* **Opis zadania**: Dopisz dalszy ciąg dyskusji o istnieniu, rozumieniu i samoświadomości, zaczynając od miejsca po jej ostatnim zdaniu.

* **Wybrany fragment**:
O ile wiem, nie ma wśród nas żadnego płodu w ciele matki (jeśli jest, proszę rączka do góry). Nie mówimy o tym, co potrafi zrozumieć ani płód, ani Bóg, ani żaba. Mówimy konkretnie o tym, co możemy zrozumieć _m_y, a rozpoznając na postawie tego, na czym polega rozumienie, uogólniamy rzecz następnie na warunki konieczne, które muszą być spełnione do tego, by myśleć i dyskutować.

Pelikan napisał:
matka i płód jednocześnie istnieją i nie istnieją, bo matka nie istnieje dla płodu, a płód dla matki.

Nie. Skoro to jest niejasne, przeczytaj proszę część dla Semele, powyżej. Matka może sensownie mówić o istnieniu płodu. Płód raczej nie jest w stanie niczego mówić, lecz to jest bez znaczenia, gdyż z płodem się raczej nie dyskutuje.

Pelikan napisał:
dla dziecka nawet dziecko nie istnieje, bo nie ma samoświadomości

A skąd ci przyszło na myśl, że dziecko nie ma samoświadomości?

Pelikan napisał:
zakładasz, że to, czy coś ma lub może mieć na nas wpływ jest uzależnione od tego, czy jesteśmy tego świadomi.

A skąd to z kolei do głowy ci przyszło?

* **Sekcja danych**:
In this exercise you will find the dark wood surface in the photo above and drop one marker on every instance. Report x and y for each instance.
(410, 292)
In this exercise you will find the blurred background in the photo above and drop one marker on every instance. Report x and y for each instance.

* **Odpowiedź**:
wuj napisał:
To zaś z kolei oznacza, że jako realne można traktować wyłącznie to, co znamy lub możemy znać z własnego doświadczenia. A ponieważ przy każdym naszym doświadczeniu jesteśmy z konieczności obecni (czyli jest przy tym obecna przynajmniej jedna osoba), to w ostateczności wynika z tego, że za realne (ani za zrozumiałe) nie da się w żaden poważny sposób uznać czegoś, co miałoby poprzedzać w ciągu przyczynowym wszystkie kiedykolwiek istniejące osoby, lub co miałoby pozostać gdyby wszystkie osoby przestały istnieć. Wszystko, co poza nami samymi jest realne i zrozumiałe, jest opisem naszych doświadczeń za pomocą naszych doświadczeń, a każdy taki opis ma jedno wspólne z wszystkimi innymi: jakąś osobę, jakiś podmiot doświadczający jako osoba. Innych doświadczeń nie mamy, wobec tego ich nie znamy i wobec tego nie możemy o nich mówić.
Pelikan napisał:
Czyli towarzyski.pelikan nie może jako realnego uznać aktu seksualnego, wskutek którego została spłodzona, całego okresu prenatalnego, niemowlęctwa gdzieś do ok. 4 roku życia, kiedy to dopiero zaczęła być obecna (samoświadoma) w swoim doświadczeniu, a więc zaistniała jako osoba. Nie może jako realnej uznać II wojny światowej i wszystkiego co poprzedza akt wyłonienia się u niej "JA". Jeśli Pelikan umrze i nie trafi do żadnego nieba, to realny świat przestanie istnieć razem z Pelikanem, bo zniknie jedyna osoba, która ten świat podtrzymywała przy istnieniu. Bo przecież nie mogę uznać za realne inne osoby, skoro ich nie postrzegam. Z własnego doświadczenia postrzegam innych ludzi jako ciała takie same jak kamienie, istnieją tylko dlatego, że ich postrzegam.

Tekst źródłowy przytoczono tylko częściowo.